Copy every line below character for character, with nothing changed in any row.

------------------------------------------------

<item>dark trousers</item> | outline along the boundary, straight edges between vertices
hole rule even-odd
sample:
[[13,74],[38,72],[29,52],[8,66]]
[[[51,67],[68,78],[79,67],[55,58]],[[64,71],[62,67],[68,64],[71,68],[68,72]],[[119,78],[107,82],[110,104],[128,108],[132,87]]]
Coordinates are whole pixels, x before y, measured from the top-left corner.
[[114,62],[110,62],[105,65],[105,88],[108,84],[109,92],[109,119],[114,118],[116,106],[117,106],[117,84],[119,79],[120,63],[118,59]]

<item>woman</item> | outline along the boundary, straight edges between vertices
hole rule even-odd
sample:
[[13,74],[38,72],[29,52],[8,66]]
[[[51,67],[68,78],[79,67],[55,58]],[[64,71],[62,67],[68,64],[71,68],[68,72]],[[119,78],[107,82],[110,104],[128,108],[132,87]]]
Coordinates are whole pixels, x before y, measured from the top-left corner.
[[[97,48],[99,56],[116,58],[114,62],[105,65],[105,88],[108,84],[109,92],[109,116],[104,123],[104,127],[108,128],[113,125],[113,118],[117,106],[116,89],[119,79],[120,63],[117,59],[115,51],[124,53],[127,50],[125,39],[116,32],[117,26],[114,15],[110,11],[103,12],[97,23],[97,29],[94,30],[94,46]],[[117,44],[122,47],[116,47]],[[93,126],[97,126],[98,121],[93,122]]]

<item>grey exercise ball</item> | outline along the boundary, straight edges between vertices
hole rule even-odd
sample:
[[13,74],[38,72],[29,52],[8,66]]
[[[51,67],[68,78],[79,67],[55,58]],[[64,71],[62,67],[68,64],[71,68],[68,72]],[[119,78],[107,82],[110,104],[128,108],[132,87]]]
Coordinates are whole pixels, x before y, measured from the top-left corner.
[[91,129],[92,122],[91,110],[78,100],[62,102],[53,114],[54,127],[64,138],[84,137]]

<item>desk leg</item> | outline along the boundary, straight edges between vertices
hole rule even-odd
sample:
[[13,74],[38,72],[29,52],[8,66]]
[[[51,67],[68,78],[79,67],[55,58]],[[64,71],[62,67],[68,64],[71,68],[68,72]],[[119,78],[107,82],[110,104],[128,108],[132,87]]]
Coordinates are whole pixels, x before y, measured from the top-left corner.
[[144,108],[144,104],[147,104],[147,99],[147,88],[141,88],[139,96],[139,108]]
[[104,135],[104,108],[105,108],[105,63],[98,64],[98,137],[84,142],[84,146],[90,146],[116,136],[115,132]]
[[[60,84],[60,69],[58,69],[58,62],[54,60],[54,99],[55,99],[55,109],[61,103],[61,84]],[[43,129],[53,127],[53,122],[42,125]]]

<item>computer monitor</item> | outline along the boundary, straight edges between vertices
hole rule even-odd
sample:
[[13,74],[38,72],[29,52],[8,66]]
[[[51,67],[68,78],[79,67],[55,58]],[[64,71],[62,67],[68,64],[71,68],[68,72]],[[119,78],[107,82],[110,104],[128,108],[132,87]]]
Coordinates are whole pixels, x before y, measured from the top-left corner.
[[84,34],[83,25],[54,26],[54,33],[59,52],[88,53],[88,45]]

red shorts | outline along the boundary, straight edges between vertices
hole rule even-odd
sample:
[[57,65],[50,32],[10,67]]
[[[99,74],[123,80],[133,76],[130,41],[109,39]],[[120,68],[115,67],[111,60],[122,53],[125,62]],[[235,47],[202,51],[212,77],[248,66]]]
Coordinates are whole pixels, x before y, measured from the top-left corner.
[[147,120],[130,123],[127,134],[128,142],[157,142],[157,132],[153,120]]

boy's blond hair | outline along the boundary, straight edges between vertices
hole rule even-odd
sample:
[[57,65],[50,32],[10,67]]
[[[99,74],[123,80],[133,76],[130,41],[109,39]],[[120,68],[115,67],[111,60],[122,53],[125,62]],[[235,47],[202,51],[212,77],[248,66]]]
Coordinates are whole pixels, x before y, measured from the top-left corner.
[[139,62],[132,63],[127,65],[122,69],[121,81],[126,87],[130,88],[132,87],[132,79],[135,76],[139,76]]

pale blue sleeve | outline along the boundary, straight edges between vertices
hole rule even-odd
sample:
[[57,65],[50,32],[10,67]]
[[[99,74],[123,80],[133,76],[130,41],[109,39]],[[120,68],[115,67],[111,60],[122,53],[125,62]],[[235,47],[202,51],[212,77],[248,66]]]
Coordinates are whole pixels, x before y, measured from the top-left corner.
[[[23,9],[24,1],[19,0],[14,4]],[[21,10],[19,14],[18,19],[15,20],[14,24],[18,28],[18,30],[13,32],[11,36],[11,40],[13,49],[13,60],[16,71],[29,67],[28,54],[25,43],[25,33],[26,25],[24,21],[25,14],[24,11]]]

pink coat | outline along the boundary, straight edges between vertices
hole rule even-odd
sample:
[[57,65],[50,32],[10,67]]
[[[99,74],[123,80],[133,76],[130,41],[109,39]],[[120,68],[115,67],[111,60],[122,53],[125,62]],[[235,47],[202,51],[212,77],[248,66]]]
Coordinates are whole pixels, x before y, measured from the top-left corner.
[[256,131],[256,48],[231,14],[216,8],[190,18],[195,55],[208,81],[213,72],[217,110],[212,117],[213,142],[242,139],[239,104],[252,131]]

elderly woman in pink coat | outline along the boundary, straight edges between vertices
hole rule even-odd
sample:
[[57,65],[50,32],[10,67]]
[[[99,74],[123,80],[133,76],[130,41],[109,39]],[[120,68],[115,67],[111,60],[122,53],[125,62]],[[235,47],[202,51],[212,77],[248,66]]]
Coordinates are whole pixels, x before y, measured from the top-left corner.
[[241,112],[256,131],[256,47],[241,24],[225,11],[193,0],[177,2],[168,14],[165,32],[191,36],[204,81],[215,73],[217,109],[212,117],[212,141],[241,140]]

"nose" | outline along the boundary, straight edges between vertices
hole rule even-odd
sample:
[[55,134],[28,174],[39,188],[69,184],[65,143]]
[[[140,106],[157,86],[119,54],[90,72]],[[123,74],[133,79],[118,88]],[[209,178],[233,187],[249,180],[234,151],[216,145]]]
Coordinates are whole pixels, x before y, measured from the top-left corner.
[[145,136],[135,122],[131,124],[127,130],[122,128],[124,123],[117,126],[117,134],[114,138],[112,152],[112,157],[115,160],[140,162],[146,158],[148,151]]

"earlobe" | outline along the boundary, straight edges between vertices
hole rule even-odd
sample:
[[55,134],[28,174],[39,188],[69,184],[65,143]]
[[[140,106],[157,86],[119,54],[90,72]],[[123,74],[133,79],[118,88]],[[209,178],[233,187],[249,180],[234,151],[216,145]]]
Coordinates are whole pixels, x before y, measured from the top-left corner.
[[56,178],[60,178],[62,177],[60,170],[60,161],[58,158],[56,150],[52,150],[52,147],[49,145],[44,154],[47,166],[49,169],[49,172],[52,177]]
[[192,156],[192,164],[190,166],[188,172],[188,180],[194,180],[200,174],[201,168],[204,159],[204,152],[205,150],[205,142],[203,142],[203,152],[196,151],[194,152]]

------------------------------------------------

**RESPONSE**
<item>dark trousers</item> | outline along the boundary, straight edges between vertices
hole rule even-odd
sample:
[[13,74],[38,72],[29,52],[8,66]]
[[[51,67],[68,78],[79,67],[55,58]],[[64,71],[62,67],[68,64],[71,68],[68,72]],[[119,78],[107,82],[110,104],[128,108],[132,87]]]
Coordinates are whole pixels, x before y, measured from the top-left corner.
[[114,62],[110,62],[105,65],[105,88],[108,84],[109,92],[109,119],[114,118],[116,106],[117,106],[117,84],[119,79],[120,63],[118,59]]

<item>woman</item> | outline along the boundary, straight edges between vertices
hole rule even-odd
sample:
[[13,74],[38,72],[29,52],[8,66]]
[[[51,67],[68,78],[79,67],[55,58]],[[64,71],[62,67],[68,64],[71,68],[68,72]],[[119,78],[107,82],[110,104],[128,108],[132,87]]]
Coordinates are whole pixels, x before y, measured from the top-left corner.
[[[97,48],[99,56],[116,58],[114,62],[105,65],[105,88],[108,84],[109,92],[109,116],[104,123],[104,127],[108,128],[113,125],[113,118],[117,106],[116,89],[119,79],[120,63],[117,59],[115,51],[124,53],[127,50],[125,39],[116,32],[117,26],[114,15],[110,11],[103,12],[97,23],[97,29],[94,30],[94,46]],[[117,44],[122,47],[116,47]],[[93,126],[97,126],[98,121],[93,122]]]

<item>grey exercise ball</item> | outline along the boundary, straight edges between vertices
hole rule even-odd
sample:
[[13,74],[38,72],[29,52],[8,66]]
[[[51,67],[68,78],[79,67],[55,58]],[[64,71],[62,67],[68,64],[71,68],[68,72]],[[119,78],[107,82],[110,104],[128,108],[132,87]]]
Coordinates are whole pixels, x before y, measured from the top-left corner.
[[91,129],[92,122],[91,110],[78,100],[62,102],[53,114],[54,127],[64,138],[84,137]]

<item>desk leg</item> | outline along the boundary, straight edges between vertices
hole rule even-odd
sample:
[[13,74],[38,72],[29,52],[8,66]]
[[[51,67],[68,78],[79,67],[55,58]],[[64,71],[62,67],[68,64],[71,68],[68,72]],[[119,78],[107,82],[110,104],[128,108],[132,87]]]
Coordinates are whole pixels, x before y, measured from the top-left corner.
[[144,108],[144,104],[147,104],[147,99],[147,88],[141,88],[139,96],[139,108]]
[[104,135],[104,108],[105,108],[105,63],[98,64],[98,137],[84,142],[84,146],[90,146],[116,136],[115,132]]
[[[60,84],[60,69],[58,69],[58,62],[54,60],[54,99],[55,99],[55,109],[61,103],[61,84]],[[43,129],[53,127],[53,122],[42,125]]]

<item>computer monitor</item> | outline along the boundary, straight edges between vertices
hole rule even-odd
sample:
[[13,74],[38,72],[29,52],[8,66]]
[[[51,67],[68,78],[79,67],[55,58]],[[64,71],[62,67],[68,64],[71,68],[68,72]],[[119,78],[107,82],[110,104],[128,108],[132,87]]]
Coordinates are whole pixels, x before y, measured from the top-left corner.
[[84,34],[83,25],[54,26],[54,33],[59,52],[88,53],[88,45]]

red shorts | outline along the boundary, straight edges between vertices
hole rule even-odd
sample:
[[57,65],[50,32],[10,67]]
[[[99,74],[123,80],[133,76],[130,41],[109,39]],[[120,68],[115,67],[111,60],[122,53],[125,62]],[[235,47],[202,51],[212,77],[248,66]]]
Coordinates are whole pixels, x before y, measured from the top-left corner.
[[147,120],[130,123],[127,134],[128,142],[157,142],[157,132],[153,120]]

boy's blond hair | outline along the boundary, straight edges between vertices
hole rule even-odd
sample:
[[57,65],[50,32],[10,67]]
[[[99,74],[123,80],[133,76],[130,41],[109,39]],[[120,68],[115,67],[111,60],[122,53],[125,62]],[[235,47],[202,51],[212,77],[248,66]]]
Coordinates are whole pixels, x before y, measured from the top-left corner.
[[139,62],[132,63],[127,65],[122,69],[121,81],[126,87],[130,88],[132,87],[132,79],[135,76],[139,76]]

pale blue sleeve | outline along the boundary, straight edges between vertices
hole rule even-odd
sample:
[[57,65],[50,32],[10,67]]
[[[99,74],[123,80],[133,76],[130,41],[109,39]],[[120,68],[115,67],[111,60],[122,53],[125,62]],[[235,47],[202,51],[212,77],[248,66]]]
Coordinates are whole pixels, x before y, measured from the top-left corner.
[[[23,9],[24,1],[19,0],[14,4]],[[21,10],[19,14],[18,19],[15,20],[14,24],[18,28],[18,30],[13,32],[11,36],[11,40],[13,49],[13,60],[16,71],[29,67],[28,54],[25,43],[25,33],[26,25],[24,21],[25,14],[24,11]]]

pink coat | outline along the boundary, straight edges between vertices
hole rule even-odd
sample:
[[57,65],[50,32],[10,67]]
[[[99,74],[123,80],[133,76],[130,41],[109,39]],[[120,68],[115,67],[111,60],[122,53],[125,62]],[[235,47],[202,51],[212,77],[248,66]]]
Coordinates are whole pixels, x before y, measured from the top-left corner.
[[256,131],[256,48],[231,14],[216,8],[190,18],[195,55],[208,81],[213,72],[217,110],[212,117],[213,142],[242,139],[239,104],[252,131]]

elderly woman in pink coat | outline along the boundary, straight edges between vertices
hole rule even-odd
sample:
[[57,65],[50,32],[10,67]]
[[[99,74],[123,80],[133,76],[130,41],[109,39]],[[120,68],[115,67],[111,60],[122,53],[125,62]],[[235,47],[202,51],[212,77],[248,66]]]
Coordinates are whole pixels, x before y, measured from the top-left corner.
[[241,112],[256,131],[256,47],[241,24],[225,11],[193,0],[177,2],[168,14],[165,32],[191,36],[204,81],[215,73],[217,109],[212,117],[212,141],[241,140]]

"nose" | outline along the boundary, straight edges between vertices
hole rule even-odd
sample:
[[55,134],[28,174],[39,188],[69,184],[65,143]]
[[[140,106],[157,86],[119,54],[90,72]],[[123,74],[133,79],[118,88]],[[209,178],[233,187],[249,180],[234,151],[216,145]]]
Coordinates are whole pixels, x before y, measured from the top-left corner.
[[145,136],[135,122],[131,124],[127,130],[122,128],[124,123],[117,126],[117,134],[114,138],[112,152],[112,157],[115,160],[140,162],[146,158],[148,151]]

"earlobe" | outline along the boundary, straight edges between vertices
hole rule even-odd
sample:
[[55,134],[28,174],[39,188],[69,184],[65,143]]
[[[140,106],[157,86],[119,54],[90,72]],[[123,74],[133,79],[118,88]],[[209,178],[233,187],[249,180],[234,151],[216,145]]]
Coordinates are whole pixels, x before y, measured from the top-left corner.
[[56,178],[60,178],[62,177],[60,170],[60,161],[58,158],[56,150],[52,150],[52,147],[49,145],[44,154],[47,166],[49,169],[49,172],[52,177]]
[[192,156],[192,164],[190,166],[188,172],[188,180],[194,180],[200,174],[201,168],[204,159],[204,152],[205,150],[205,142],[203,142],[203,152],[196,151],[194,152]]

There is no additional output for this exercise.